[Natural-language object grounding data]
────────

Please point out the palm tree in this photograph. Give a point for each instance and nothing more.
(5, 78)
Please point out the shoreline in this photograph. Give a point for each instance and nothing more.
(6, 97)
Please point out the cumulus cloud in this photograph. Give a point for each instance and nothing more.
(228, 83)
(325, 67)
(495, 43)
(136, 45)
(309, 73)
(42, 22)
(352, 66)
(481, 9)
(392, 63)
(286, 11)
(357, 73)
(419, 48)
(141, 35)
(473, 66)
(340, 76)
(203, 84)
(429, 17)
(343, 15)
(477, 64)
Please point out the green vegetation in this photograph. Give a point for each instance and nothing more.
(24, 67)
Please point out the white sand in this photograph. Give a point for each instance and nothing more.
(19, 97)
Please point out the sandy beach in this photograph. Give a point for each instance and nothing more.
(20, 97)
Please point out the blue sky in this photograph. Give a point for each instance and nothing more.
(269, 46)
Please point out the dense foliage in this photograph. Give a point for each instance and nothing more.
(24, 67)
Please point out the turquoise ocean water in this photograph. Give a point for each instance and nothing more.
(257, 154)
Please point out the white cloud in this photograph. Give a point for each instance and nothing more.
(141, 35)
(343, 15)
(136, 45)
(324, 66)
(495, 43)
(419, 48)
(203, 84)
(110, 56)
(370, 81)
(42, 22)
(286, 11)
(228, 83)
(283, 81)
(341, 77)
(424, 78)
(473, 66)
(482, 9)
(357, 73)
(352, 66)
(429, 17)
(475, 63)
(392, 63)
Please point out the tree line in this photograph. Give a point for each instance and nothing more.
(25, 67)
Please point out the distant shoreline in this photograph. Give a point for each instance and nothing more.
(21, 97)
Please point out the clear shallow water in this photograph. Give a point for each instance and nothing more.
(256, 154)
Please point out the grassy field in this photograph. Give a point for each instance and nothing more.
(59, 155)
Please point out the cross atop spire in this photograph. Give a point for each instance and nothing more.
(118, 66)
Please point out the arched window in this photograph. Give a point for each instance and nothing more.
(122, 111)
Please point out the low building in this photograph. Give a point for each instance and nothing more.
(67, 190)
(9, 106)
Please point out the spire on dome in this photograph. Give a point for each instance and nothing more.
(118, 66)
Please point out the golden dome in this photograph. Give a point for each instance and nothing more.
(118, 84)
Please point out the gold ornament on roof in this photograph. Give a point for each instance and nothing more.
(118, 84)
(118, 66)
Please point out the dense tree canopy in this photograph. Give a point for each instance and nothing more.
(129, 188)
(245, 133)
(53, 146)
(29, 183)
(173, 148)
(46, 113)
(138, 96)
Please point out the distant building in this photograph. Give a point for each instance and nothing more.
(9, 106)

────────

* _What the exercise asks_: Quote every line of the data, word for word.

* _Answer section_:
Please point out the palm tree in this photograph. Give a point for each instance and nothing more.
(5, 78)
Please point out the shoreline in this photograph. Give a point for each instance and nothing more.
(6, 97)
Please point out the cumulus cloud in this photograph. Give a point for each instance and nothing more.
(228, 83)
(325, 67)
(495, 43)
(136, 45)
(309, 73)
(42, 22)
(352, 66)
(481, 9)
(392, 63)
(286, 11)
(357, 73)
(419, 48)
(141, 35)
(473, 66)
(340, 76)
(203, 84)
(429, 17)
(343, 15)
(477, 64)
Please point out the green vegetation in this photograph. Give a point for each instance and nothing more.
(24, 67)
Please point out the white sand in this photograph. Give a point for each instance and nothing more.
(19, 97)
Please point out the sandy beach in this photograph. Give a point for each instance and nothing more.
(20, 97)
Please point out the blue sky in this photograph. Give a point for each instance and nothing more.
(269, 46)
Please point out the dense foliage in this photograph. Give a point for each instance and nothing more.
(24, 67)
Please point out the turquoise ocean water in this photograph. Give a point for each instance and nothing more.
(257, 154)
Please point out the white cloud in this photograph. Give a point for each instance and nothing more.
(141, 35)
(343, 15)
(136, 45)
(324, 66)
(495, 43)
(419, 48)
(203, 84)
(110, 56)
(370, 81)
(42, 22)
(286, 11)
(228, 83)
(283, 81)
(341, 77)
(424, 78)
(473, 66)
(482, 9)
(357, 73)
(352, 66)
(429, 17)
(475, 63)
(392, 63)
Please point out the tree line in this photograph. Give a point for each instance and nothing more.
(25, 67)
Please point out the distant shoreline in this photograph. Give a point for each instance and nothing more.
(21, 97)
Please point out the clear shallow water in this photograph. Give a point for each instance and nothing more.
(256, 154)
Please point out the grassy field in this photograph. Give a point for each instance and nothing more.
(59, 155)
Please point out the cross atop spire in this photograph. Give a point for each instance and nothing more.
(118, 66)
Please point out the arched window in this photograph. Give a point for each instance and nothing more.
(122, 111)
Please point out the low building in this photograph. Give a point for each instance and nothing more.
(67, 190)
(9, 106)
Please point out the spire on dome in this photograph. Give a point for each instance and nothing more.
(118, 66)
Please point out the golden dome in this photograph. Give a point for each instance and nothing more.
(118, 84)
Please point out the gold ornament on roof in this photograph. Give a point for each instance and nothing more.
(118, 84)
(118, 66)
Please point out the dense tree canopy in this photograph. Give a point for each instance and nothing more.
(129, 188)
(245, 133)
(53, 146)
(29, 183)
(173, 148)
(46, 113)
(138, 96)
Please point out the distant building in this photograph. Give a point for each instance and nothing more.
(9, 106)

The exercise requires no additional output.